» **Exercise 1**
Return the part of the interview excerpt between "It is not your" and "at any time.", inclusive, copied word for word.
» **Exercise 2**
For each statement, answer yes or no as to whether the interview excerpt agrees with it, and quote the words of the excerpt that decide it: (a) the speaker's grandfather was a blacksmith and a gardener; (b) the old toy box holds over 25 years of letters; (c) the speaker studied art in college.

» **Source text**

━━━━

I carry inside me the life I experience in Nature. Bringing different forms of Nature inside my home is the way to do it visually. I find so many cool and unusual things on my hikes. Also the air is very dry here so I buy fruits and vegetables that dry quickly, like artichokes, oranges, lemons and limes. They make beautiful fillers in bowls and the twig wreaths I make.
When something catches my eye, I pay attention. Especially old furniture and unique pieces. I wonder what the story is behind it. Their spirit is very meaningful. There is a different kind of spirit in old stuff, shall we say, that is not present in newer things.
I still have my grandfather’s tools which are around the house. The patina is beautiful on the wooden handles. To know that his hands touched them is pretty amazing. He died before I was born. He was a blacksmith and a gardener. A man of many skills as they were back then. He and my grandmother were funny, witty people. I still have letters that she wrote on the old onion skin paper and keep them in a beautiful old wooden box that belonged to them.
I also have my old toy box. It is designed like a treasure chest, complete with a pirate painted on the top. It’s filled with over 35 years of letters from family and friends. That is a treasure for sure and to me, a beautiful piece of art. Hardly anyone writes letters anymore.
These objects keep me connected to my roots and my family and friends.
Many of the paintings around our house were done by friends and inspire me.
My husband is a painter and he and I are painting more now as we get older and have more time. I’m still a beginner painter. It took a long time to buck the negative voice in my head, and I still deal with it, but age is such a good friend. I don’t worry anymore whether a painting is “good” or “bad” or who likes it or not. I just need to do it because it connects me inward and feeds me.
“Don’t ask what the world needs.
Ask yourself what makes you come alive and then go do that.
Because what the world needs is people who have come alive.”
– Howard Thurman
TH: What advice would you give someone who wants to create something but doesn’t know “if” they are creative, if they should try, or even how to take the first step?
AT: I can tell you that I struggled with this for most of my life. I grew up in a working class family, second generation granddaughter of immigrants, and the first to attend college. That was a big deal and although fortunate in many ways, a working class kid couldn’t pursue art. We went to college to get a good job. I am not sure that the message has changed much. I hope it has.
As I mentioned earlier, as a kid, I loved art, cooking, acting, and writing, gardening, and poetry and singing, and organizing. I wanted very much to study art, but it wasn’t to be, at least not then. But I never gave up and dabbled here and there, did theatre, wrote, cooked and catered, and made sure that I could use those skills in my field. Marketing and PR gave me that opportunity. And I certainly owe a debt of gratitude to all the people who encouraged me to do what I loved over the years, so I passed it forward, as they say.
I saw young people struggling with the same issues. Because of my experience, I became a sort of coach (something I had not had), to encourage young people to pursue what they love. That love might get quiet at times, but it will always be there. I encouraged them to listen to their own voice over all the other naysayers.
And I share Martha Graham’s words which saved me:
“There is a vitality, a life force, a quickening that is translated through you
into action, and there is only one of you in all time, this expression is unique,
and if you block it, it will never exist through any other medium; and be lost.
The world will not have it.
It is not your business to determine how good it is,
not how it compares with other expression.
It is your business
to keep it yours clearly and directly, to keep the channel open.
You do not even have to believe in yourself or your work.
You have to keep open and aware directly to the urges that motivate you.
Keep the channel open.
No artist is pleased. There is no satisfaction whatever at any time.
There is only a queer, divine dissatisfaction, a blessed unrest that keeps us marching and makes us more alive than the others.”

━━━━

» **Supplied entries**
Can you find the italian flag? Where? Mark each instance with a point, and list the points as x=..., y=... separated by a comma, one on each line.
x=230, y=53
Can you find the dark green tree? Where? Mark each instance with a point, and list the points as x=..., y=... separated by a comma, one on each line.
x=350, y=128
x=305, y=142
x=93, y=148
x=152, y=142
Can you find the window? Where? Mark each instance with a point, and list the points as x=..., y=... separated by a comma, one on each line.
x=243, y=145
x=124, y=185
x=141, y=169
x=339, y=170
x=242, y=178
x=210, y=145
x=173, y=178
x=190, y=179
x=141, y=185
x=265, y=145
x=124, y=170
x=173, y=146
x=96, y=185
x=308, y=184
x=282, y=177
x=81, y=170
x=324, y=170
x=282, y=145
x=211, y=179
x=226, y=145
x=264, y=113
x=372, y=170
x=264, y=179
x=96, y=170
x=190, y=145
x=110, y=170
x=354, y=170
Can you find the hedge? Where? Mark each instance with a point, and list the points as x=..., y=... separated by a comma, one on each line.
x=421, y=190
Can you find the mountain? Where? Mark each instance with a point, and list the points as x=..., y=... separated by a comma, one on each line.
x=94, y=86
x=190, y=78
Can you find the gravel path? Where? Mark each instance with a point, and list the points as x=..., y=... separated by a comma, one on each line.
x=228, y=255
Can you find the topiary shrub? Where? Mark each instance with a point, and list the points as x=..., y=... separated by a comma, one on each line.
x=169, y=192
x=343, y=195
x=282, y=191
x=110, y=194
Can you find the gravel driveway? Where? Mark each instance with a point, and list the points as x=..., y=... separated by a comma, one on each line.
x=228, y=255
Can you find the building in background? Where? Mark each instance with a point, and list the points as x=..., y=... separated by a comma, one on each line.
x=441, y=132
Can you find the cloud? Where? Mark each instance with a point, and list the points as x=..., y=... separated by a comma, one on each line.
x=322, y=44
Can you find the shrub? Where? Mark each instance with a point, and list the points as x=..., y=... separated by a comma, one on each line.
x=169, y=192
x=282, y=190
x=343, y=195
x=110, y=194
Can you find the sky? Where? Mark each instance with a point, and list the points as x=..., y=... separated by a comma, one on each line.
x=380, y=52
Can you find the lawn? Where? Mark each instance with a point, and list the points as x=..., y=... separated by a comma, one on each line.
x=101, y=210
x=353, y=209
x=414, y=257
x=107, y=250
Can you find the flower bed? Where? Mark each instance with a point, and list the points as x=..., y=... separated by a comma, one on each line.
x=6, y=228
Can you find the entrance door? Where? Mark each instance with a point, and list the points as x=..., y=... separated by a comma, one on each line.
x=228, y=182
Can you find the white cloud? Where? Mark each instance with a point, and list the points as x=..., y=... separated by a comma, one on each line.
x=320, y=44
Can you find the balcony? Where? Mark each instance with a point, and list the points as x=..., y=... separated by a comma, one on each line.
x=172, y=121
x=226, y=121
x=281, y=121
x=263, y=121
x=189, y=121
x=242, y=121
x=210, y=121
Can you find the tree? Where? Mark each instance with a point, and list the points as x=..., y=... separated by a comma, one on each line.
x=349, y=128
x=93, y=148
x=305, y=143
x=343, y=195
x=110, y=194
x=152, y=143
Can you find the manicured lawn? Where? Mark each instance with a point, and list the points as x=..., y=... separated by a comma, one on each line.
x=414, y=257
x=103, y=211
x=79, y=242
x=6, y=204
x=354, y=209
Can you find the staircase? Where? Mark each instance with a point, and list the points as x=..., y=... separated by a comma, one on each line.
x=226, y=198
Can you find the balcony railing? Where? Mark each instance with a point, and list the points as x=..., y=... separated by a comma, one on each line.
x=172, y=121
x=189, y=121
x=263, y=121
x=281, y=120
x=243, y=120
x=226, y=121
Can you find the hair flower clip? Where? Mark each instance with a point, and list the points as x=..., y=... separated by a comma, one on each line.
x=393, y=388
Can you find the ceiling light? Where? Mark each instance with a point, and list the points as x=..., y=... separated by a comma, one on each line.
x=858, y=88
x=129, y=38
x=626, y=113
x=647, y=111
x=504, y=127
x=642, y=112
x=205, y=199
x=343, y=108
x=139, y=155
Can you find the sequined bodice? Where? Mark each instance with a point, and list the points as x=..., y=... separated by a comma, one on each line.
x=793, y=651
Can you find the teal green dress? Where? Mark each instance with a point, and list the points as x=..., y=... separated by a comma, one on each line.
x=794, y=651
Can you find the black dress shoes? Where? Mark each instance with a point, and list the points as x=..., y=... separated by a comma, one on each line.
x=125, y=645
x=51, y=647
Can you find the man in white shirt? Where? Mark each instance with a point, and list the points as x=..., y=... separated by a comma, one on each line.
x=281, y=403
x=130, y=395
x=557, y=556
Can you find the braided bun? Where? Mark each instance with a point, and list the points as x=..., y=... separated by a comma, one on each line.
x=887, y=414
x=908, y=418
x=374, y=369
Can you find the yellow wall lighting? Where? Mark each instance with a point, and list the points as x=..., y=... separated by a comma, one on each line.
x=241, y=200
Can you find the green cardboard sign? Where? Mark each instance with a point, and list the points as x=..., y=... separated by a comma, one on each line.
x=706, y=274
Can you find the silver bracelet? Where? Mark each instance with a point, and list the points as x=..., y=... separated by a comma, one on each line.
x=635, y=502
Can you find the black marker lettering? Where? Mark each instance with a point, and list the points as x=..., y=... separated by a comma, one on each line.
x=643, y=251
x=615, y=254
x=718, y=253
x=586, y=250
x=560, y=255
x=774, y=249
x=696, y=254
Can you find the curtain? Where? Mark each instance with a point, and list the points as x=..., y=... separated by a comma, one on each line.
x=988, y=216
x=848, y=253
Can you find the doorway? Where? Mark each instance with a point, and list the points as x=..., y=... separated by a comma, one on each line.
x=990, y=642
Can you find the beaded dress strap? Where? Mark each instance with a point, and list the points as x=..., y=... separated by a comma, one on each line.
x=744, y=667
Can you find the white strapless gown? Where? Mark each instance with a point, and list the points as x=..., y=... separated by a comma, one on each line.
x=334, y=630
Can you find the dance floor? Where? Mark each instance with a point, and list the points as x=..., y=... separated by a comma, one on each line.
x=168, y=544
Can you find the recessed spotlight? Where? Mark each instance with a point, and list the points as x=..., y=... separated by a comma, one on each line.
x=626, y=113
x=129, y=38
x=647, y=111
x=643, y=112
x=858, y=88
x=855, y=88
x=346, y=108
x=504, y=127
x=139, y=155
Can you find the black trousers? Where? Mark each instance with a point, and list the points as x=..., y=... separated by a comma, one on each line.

━━━━

» **Solution 1**
It is not your business to determine how good it is,
not how it compares with other expression.
It is your business
to keep it yours clearly and directly, to keep the channel open.
You do not even have to believe in yourself or your work.
You have to keep open and aware directly to the urges that motivate you.
Keep the channel open.
No artist is pleased. There is no satisfaction whatever at any time.

» **Solution 2**
(a) Yes: "He was a blacksmith and a gardener."
(b) No: "It’s filled with over 35 years of letters from family and friends."
(c) No: "I wanted very much to study art, but it wasn’t to be, at least not then."